:: ANGEZEIGTE EINTRÄGE

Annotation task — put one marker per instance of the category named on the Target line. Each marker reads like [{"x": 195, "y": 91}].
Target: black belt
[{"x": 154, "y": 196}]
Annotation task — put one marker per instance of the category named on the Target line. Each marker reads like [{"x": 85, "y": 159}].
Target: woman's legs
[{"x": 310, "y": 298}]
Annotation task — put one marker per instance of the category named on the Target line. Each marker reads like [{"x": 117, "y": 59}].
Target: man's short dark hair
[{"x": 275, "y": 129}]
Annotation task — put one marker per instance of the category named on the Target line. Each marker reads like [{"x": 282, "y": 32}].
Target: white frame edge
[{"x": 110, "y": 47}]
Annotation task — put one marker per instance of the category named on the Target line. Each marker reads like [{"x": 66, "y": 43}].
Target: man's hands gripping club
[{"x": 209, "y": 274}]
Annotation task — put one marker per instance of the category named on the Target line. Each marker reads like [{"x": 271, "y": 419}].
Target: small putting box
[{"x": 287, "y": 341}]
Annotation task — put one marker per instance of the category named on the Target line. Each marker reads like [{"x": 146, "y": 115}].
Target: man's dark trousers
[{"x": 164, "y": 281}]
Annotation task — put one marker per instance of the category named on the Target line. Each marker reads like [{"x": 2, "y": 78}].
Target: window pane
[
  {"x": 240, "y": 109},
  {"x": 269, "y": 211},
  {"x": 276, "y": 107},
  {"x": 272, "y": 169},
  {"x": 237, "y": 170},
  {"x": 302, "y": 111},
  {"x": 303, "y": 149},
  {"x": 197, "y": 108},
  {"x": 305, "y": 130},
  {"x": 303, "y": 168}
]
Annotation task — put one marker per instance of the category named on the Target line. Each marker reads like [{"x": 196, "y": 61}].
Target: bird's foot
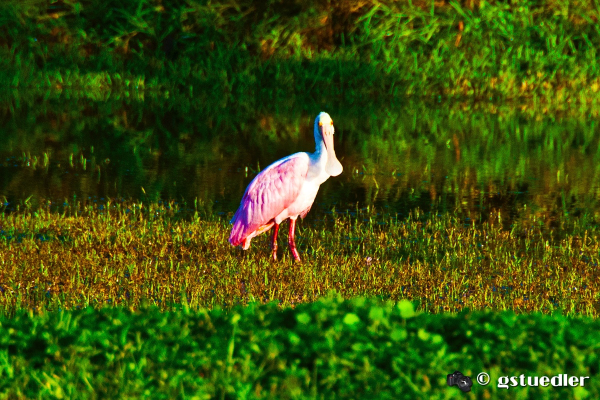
[{"x": 296, "y": 255}]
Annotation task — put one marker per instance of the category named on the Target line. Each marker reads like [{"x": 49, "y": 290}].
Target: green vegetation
[
  {"x": 477, "y": 159},
  {"x": 542, "y": 53},
  {"x": 330, "y": 349},
  {"x": 128, "y": 253}
]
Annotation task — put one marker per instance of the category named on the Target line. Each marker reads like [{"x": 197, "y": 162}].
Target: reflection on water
[{"x": 396, "y": 157}]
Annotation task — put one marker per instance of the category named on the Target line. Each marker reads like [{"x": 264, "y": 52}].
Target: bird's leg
[
  {"x": 291, "y": 241},
  {"x": 274, "y": 242}
]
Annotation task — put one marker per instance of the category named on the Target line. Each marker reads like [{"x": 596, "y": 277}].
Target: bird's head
[{"x": 324, "y": 132}]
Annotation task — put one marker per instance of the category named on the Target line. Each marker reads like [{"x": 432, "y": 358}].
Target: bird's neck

::::

» ARBEITSANWEISUNG: Wie viele Zeilen der Einträge enthalten das Wort „bird“? Zähle sie und nenne nur die Zahl.

» ANTWORT ZUR AUFGABE: 4